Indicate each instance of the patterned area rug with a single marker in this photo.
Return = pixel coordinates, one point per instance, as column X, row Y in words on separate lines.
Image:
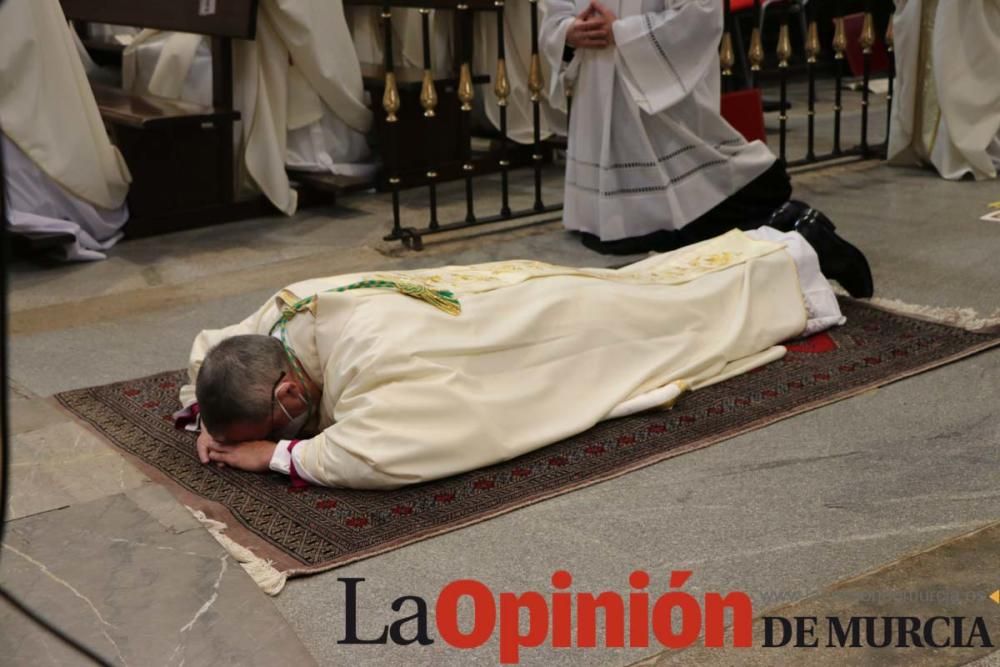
column 317, row 529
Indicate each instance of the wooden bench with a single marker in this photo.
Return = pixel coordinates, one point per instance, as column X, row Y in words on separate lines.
column 181, row 155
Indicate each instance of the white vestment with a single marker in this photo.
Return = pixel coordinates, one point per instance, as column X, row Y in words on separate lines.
column 538, row 352
column 648, row 148
column 946, row 109
column 297, row 85
column 63, row 175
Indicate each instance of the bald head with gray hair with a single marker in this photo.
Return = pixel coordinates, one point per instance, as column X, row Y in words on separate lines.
column 236, row 381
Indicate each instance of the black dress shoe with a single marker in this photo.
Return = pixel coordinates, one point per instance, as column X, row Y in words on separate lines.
column 785, row 216
column 838, row 259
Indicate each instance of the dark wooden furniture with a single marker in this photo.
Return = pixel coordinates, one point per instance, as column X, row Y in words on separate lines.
column 181, row 155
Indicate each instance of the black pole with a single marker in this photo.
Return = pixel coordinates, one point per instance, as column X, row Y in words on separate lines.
column 536, row 106
column 504, row 162
column 866, row 56
column 784, row 45
column 812, row 47
column 430, row 116
column 838, row 63
column 391, row 125
column 755, row 68
column 891, row 52
column 465, row 94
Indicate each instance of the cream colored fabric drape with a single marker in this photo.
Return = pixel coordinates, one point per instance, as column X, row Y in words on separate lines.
column 301, row 59
column 47, row 106
column 946, row 110
column 538, row 353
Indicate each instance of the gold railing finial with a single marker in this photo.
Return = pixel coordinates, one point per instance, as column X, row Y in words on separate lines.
column 390, row 99
column 812, row 43
column 756, row 54
column 502, row 86
column 727, row 57
column 868, row 33
column 428, row 94
column 784, row 46
column 466, row 93
column 839, row 38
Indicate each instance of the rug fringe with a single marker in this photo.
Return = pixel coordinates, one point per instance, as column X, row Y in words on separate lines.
column 963, row 318
column 262, row 571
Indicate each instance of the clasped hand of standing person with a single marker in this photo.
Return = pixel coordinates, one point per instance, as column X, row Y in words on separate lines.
column 591, row 29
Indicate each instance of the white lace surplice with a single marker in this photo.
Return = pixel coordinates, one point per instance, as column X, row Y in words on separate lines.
column 648, row 148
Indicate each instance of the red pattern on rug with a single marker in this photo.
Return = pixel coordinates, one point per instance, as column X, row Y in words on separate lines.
column 316, row 529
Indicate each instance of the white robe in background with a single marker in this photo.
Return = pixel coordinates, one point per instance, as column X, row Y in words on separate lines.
column 946, row 108
column 297, row 85
column 648, row 148
column 63, row 175
column 538, row 352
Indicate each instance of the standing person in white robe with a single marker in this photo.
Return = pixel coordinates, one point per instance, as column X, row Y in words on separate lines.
column 65, row 181
column 652, row 165
column 297, row 85
column 386, row 379
column 946, row 110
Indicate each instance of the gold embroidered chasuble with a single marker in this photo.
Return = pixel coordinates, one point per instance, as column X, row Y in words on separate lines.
column 538, row 353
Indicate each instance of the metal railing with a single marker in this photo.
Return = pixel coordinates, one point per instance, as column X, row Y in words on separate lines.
column 500, row 163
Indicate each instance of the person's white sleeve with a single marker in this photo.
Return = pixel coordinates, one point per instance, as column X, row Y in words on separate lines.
column 664, row 55
column 282, row 459
column 559, row 15
column 820, row 301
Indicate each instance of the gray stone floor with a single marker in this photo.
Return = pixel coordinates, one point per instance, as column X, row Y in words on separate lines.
column 780, row 513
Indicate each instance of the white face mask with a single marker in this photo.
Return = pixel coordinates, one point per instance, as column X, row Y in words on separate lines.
column 294, row 425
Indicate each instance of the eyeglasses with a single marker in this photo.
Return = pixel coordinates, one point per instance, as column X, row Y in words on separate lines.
column 274, row 400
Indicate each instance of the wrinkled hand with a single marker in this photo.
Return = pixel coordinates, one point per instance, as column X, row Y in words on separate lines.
column 253, row 456
column 204, row 441
column 591, row 29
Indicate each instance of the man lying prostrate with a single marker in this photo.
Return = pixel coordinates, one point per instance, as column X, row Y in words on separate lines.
column 297, row 85
column 66, row 184
column 376, row 381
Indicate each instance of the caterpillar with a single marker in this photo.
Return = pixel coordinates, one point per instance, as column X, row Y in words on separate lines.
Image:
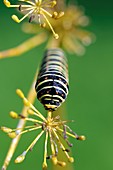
column 52, row 83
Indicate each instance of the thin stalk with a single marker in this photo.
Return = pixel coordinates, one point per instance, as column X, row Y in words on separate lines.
column 31, row 97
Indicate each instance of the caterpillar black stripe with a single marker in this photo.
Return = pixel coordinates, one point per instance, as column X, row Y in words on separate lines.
column 52, row 82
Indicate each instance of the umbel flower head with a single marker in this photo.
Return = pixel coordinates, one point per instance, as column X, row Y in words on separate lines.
column 71, row 30
column 53, row 128
column 38, row 10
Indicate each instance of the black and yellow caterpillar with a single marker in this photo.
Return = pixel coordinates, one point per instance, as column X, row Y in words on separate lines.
column 52, row 82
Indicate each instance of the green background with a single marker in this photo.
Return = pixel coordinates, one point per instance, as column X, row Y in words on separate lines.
column 90, row 101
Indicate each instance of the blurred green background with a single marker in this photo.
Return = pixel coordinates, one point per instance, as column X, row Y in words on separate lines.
column 90, row 101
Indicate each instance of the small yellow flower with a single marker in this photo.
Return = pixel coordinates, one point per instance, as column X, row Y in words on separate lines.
column 37, row 10
column 53, row 128
column 73, row 36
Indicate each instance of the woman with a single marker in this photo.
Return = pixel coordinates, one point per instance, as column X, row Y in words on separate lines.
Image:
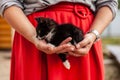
column 28, row 60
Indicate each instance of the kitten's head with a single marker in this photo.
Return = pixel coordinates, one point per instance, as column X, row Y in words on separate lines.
column 45, row 25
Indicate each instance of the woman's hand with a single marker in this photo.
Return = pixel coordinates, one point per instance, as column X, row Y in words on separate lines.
column 50, row 49
column 83, row 47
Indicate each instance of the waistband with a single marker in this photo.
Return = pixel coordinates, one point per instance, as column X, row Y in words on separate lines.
column 79, row 9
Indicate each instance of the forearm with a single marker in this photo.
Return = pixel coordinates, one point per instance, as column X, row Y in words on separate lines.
column 16, row 18
column 102, row 19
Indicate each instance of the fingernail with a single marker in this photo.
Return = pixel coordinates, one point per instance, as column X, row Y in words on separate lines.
column 72, row 49
column 77, row 46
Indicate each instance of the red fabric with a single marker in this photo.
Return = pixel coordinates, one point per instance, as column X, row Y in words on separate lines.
column 30, row 64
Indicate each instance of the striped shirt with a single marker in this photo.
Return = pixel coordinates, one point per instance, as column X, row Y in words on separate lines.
column 30, row 6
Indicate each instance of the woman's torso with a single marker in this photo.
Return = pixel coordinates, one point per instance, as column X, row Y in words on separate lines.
column 36, row 5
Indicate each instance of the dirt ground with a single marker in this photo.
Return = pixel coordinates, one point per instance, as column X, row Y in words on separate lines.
column 112, row 71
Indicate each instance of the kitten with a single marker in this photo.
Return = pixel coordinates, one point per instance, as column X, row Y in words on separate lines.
column 54, row 34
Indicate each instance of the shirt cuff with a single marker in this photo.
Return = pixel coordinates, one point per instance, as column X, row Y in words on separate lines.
column 112, row 5
column 7, row 3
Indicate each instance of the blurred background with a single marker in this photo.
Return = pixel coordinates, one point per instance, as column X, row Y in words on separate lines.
column 110, row 40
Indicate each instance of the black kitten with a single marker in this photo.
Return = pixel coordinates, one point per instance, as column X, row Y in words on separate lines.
column 54, row 33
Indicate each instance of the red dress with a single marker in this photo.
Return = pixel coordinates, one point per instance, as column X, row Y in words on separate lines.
column 28, row 63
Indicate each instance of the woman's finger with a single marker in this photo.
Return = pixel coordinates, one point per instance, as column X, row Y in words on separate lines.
column 74, row 54
column 66, row 41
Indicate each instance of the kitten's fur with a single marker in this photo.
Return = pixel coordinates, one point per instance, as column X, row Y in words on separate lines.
column 54, row 33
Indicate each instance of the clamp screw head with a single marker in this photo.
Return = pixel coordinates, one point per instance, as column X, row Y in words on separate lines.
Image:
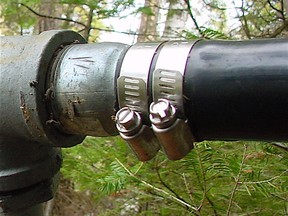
column 127, row 119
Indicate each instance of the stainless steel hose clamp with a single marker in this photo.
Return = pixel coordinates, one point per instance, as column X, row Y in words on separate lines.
column 167, row 81
column 132, row 83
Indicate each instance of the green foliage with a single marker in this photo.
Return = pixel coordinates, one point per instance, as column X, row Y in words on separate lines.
column 146, row 10
column 201, row 183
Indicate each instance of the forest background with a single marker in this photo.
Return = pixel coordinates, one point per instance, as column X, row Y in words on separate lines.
column 101, row 176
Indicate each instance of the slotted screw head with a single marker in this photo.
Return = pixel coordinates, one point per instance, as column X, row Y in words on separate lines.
column 161, row 109
column 127, row 119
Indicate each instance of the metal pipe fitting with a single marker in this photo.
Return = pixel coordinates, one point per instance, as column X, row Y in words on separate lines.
column 83, row 88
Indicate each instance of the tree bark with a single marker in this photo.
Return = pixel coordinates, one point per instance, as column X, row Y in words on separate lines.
column 47, row 7
column 176, row 19
column 148, row 24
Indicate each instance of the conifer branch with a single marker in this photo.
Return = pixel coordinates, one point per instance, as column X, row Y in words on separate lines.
column 170, row 196
column 237, row 180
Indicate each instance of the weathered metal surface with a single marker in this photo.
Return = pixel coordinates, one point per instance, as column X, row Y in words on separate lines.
column 24, row 64
column 83, row 88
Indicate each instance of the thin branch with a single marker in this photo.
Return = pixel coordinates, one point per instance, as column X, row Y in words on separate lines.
column 214, row 6
column 204, row 188
column 84, row 25
column 52, row 17
column 167, row 186
column 237, row 180
column 265, row 181
column 193, row 18
column 245, row 25
column 187, row 188
column 281, row 146
column 274, row 8
column 156, row 188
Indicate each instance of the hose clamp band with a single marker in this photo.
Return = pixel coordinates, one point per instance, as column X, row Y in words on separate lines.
column 132, row 83
column 167, row 81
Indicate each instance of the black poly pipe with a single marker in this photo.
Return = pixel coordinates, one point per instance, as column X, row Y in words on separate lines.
column 238, row 90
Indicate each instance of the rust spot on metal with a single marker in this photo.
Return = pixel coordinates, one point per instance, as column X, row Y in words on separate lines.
column 49, row 94
column 23, row 107
column 84, row 59
column 52, row 122
column 33, row 83
column 70, row 110
column 82, row 66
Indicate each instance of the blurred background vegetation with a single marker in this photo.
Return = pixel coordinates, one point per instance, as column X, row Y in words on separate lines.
column 102, row 177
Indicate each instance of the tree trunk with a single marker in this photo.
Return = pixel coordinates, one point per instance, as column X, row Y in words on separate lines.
column 47, row 7
column 176, row 19
column 148, row 25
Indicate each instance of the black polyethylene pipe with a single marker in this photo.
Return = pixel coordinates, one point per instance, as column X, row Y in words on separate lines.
column 238, row 90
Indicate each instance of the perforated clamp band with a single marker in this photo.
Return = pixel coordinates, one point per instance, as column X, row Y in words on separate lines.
column 167, row 81
column 133, row 80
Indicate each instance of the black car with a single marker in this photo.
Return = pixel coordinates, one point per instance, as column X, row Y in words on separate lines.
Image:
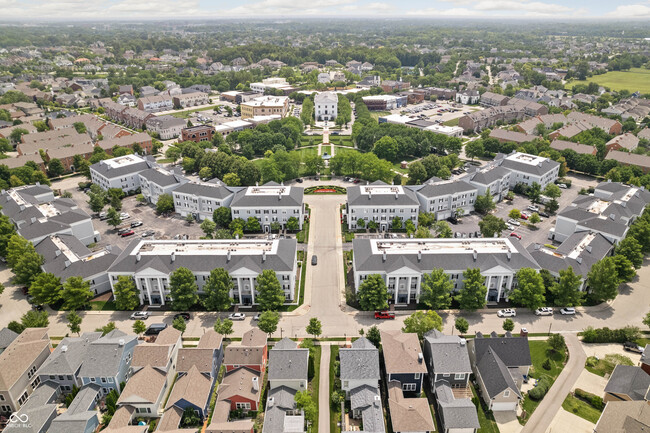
column 185, row 316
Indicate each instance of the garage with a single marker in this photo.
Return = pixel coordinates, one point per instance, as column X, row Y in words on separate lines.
column 504, row 406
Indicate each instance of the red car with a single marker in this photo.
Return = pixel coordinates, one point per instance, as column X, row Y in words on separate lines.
column 384, row 315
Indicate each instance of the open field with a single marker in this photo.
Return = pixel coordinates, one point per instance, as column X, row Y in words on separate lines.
column 632, row 80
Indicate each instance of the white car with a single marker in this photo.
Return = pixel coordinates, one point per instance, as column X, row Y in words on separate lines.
column 508, row 312
column 544, row 311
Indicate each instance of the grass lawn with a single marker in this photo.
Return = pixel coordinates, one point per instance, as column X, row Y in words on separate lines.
column 539, row 351
column 488, row 425
column 335, row 413
column 632, row 80
column 580, row 408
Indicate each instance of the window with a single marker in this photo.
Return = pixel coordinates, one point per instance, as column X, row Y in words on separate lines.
column 408, row 387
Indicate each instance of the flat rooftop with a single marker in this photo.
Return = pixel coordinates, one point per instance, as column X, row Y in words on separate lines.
column 204, row 247
column 443, row 246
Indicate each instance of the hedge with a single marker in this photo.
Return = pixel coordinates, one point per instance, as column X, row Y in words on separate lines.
column 606, row 335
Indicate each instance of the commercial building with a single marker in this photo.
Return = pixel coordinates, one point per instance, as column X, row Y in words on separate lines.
column 381, row 203
column 150, row 263
column 270, row 203
column 402, row 263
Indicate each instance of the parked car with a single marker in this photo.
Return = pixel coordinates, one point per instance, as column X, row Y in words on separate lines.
column 544, row 311
column 631, row 346
column 384, row 315
column 508, row 312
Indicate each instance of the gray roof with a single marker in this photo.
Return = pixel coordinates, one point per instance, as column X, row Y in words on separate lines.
column 243, row 199
column 355, row 198
column 455, row 413
column 360, row 363
column 495, row 374
column 69, row 355
column 629, row 380
column 447, row 353
column 288, row 363
column 283, row 261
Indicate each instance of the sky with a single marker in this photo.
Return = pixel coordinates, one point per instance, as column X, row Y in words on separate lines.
column 26, row 10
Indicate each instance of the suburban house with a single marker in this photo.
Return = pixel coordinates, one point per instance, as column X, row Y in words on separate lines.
column 201, row 199
column 270, row 203
column 108, row 360
column 628, row 383
column 19, row 364
column 381, row 203
column 408, row 414
column 360, row 380
column 287, row 375
column 402, row 263
column 151, row 262
column 500, row 365
column 403, row 360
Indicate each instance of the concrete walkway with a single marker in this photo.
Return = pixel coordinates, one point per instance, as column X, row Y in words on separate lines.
column 324, row 390
column 541, row 419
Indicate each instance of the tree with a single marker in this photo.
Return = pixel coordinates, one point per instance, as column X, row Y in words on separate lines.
column 472, row 296
column 484, row 203
column 35, row 319
column 632, row 250
column 127, row 296
column 567, row 292
column 374, row 336
column 45, row 289
column 223, row 327
column 76, row 293
column 179, row 324
column 603, row 280
column 113, row 218
column 314, row 328
column 530, row 290
column 217, row 290
column 461, row 325
column 165, row 204
column 139, row 327
column 208, row 227
column 435, row 291
column 222, row 216
column 373, row 294
column 420, row 323
column 183, row 289
column 270, row 295
column 269, row 322
column 556, row 342
column 74, row 322
column 306, row 403
column 491, row 225
column 55, row 168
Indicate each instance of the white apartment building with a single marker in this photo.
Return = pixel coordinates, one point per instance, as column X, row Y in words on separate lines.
column 201, row 199
column 121, row 172
column 402, row 263
column 380, row 202
column 269, row 203
column 151, row 262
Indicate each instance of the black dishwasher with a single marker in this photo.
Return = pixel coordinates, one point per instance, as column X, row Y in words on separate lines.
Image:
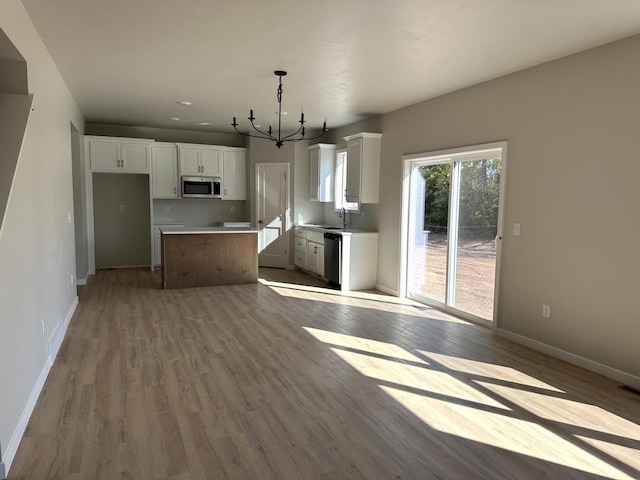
column 333, row 258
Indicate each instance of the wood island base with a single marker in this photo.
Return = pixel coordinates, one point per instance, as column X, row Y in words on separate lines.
column 209, row 259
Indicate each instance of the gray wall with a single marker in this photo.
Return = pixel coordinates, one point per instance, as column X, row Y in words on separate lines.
column 79, row 205
column 122, row 239
column 200, row 212
column 571, row 181
column 37, row 255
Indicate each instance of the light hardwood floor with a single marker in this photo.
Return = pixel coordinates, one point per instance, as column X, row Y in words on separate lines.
column 286, row 381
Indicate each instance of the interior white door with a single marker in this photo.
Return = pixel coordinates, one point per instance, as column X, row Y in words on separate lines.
column 272, row 209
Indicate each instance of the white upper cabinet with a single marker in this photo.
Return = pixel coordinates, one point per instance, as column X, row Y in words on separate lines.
column 321, row 171
column 199, row 160
column 363, row 167
column 234, row 174
column 164, row 170
column 118, row 155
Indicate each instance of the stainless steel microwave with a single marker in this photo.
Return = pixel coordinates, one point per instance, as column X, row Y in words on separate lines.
column 201, row 187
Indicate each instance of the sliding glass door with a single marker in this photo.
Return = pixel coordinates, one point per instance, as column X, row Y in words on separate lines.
column 454, row 207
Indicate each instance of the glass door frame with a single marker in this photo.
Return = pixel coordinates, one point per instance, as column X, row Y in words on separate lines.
column 408, row 216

### Short task
Return the line that contains "Indicate each instance of the stainless steel microwave" and all lines after it, verbatim, and nothing else.

### Written solution
Indicate each instance of the stainless steel microwave with a single marker in this photo.
Return = pixel coordinates, one point per instance, as column X, row Y in words on separate lines.
column 201, row 187
Indicate each instance of the sliding glass door with a single marker in this photo.
Return = pixel coordinates, one point per instance, as column X, row Y in words on separate lines.
column 454, row 207
Indicate each instance of the glass door frame with a single marker in this photo.
Return = pixel coordinates, one point per instance, as column X, row Y in words on separate lines.
column 408, row 216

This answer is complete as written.